Start of Data
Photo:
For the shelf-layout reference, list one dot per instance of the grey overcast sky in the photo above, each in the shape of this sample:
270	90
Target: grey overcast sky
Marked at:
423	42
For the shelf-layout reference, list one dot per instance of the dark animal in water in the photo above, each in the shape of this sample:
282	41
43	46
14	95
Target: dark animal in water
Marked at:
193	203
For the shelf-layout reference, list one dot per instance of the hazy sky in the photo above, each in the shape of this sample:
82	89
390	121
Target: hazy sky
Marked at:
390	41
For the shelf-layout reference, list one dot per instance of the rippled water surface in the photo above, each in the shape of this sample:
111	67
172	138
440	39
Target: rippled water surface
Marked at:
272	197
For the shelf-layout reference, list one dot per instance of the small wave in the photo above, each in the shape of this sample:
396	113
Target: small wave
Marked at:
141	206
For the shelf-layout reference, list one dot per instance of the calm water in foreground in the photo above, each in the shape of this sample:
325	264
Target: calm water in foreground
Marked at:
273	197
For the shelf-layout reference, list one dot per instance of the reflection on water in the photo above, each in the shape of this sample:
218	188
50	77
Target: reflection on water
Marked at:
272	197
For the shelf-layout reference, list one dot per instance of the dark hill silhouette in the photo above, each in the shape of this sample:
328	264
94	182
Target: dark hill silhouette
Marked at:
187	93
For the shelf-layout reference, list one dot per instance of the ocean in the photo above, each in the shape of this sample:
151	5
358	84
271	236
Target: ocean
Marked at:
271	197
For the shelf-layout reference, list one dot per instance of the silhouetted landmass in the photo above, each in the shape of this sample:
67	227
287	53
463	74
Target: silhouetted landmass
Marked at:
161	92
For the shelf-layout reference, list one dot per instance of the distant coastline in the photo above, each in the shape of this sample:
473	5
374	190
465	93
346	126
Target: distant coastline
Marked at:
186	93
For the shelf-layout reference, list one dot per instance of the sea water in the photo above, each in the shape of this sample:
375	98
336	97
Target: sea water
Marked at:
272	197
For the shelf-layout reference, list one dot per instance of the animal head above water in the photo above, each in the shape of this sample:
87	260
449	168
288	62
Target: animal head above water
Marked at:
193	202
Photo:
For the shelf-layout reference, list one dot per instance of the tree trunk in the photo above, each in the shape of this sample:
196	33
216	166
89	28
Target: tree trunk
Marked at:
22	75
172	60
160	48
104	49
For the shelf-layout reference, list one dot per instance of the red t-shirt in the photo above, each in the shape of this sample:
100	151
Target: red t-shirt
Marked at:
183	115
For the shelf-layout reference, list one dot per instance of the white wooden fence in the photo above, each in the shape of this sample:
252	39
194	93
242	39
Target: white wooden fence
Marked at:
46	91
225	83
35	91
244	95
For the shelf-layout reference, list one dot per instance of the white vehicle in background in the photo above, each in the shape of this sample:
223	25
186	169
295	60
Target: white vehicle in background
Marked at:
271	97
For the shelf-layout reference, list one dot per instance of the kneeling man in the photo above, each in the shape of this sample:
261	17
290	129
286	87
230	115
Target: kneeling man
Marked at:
End of Data
*Description of the task*:
Please retype the lines of the material above word for word, starting at the line that contains "of the kneeling" and ending at the last line of the material.

*Output of the exercise*:
For the shelf-layout reference, list one dot per instance of the kneeling man in the photo above, each in the shape of this sample:
261	17
290	129
286	87
230	115
Target: kneeling man
Marked at:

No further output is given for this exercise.